In the passage below on collective vocal movement, explain why an actor's ability to take part in group coordination and also observe it is limited for movement seen mainly through vision, such as dance.
+++ Document section
I would argue that with the exception of coordinated vocal activity, these inclusion criteria strongly resemble joint action—defined here as movement that is shaped by the physical and social context, and more or less coordinated in time and space. In the case of vocal movement, the temporal coordination may be thought of as the pacing of utterances, while the spatial coordination may be thought of as the shaping of the vocal tract, the tensing of the vocal folds, and the swaying of bodies. The collective vocal movement can be speech-like or song-like but the mere act of producing these movements collectively pushes them closer to song by regularizing timing and stretching vowels. One unique and noteworthy aspect of vocally based joint action is that it is possible to observe coordination across the group while being embedded within it as an actor. This ability for an actor to participate in, as well as observe, coordination across the group is necessarily limited when it comes to joint movements that are primarily observable through vision, as is the case in dance. Our vision provides us with a limited field of view and is further hampered by occlusion effects, while our hearing allows us to “hear in all directions.”
++++++
+++ Recorded information
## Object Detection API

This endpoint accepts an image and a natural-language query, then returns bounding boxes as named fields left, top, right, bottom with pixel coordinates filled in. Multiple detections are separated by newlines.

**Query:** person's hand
++++++
| Expected output |
Vision gives only a limited field of view and is further hampered by occlusion effects. Hearing, by contrast, lets us "hear in all directions," so vocal coordination across the group can be observed from within it.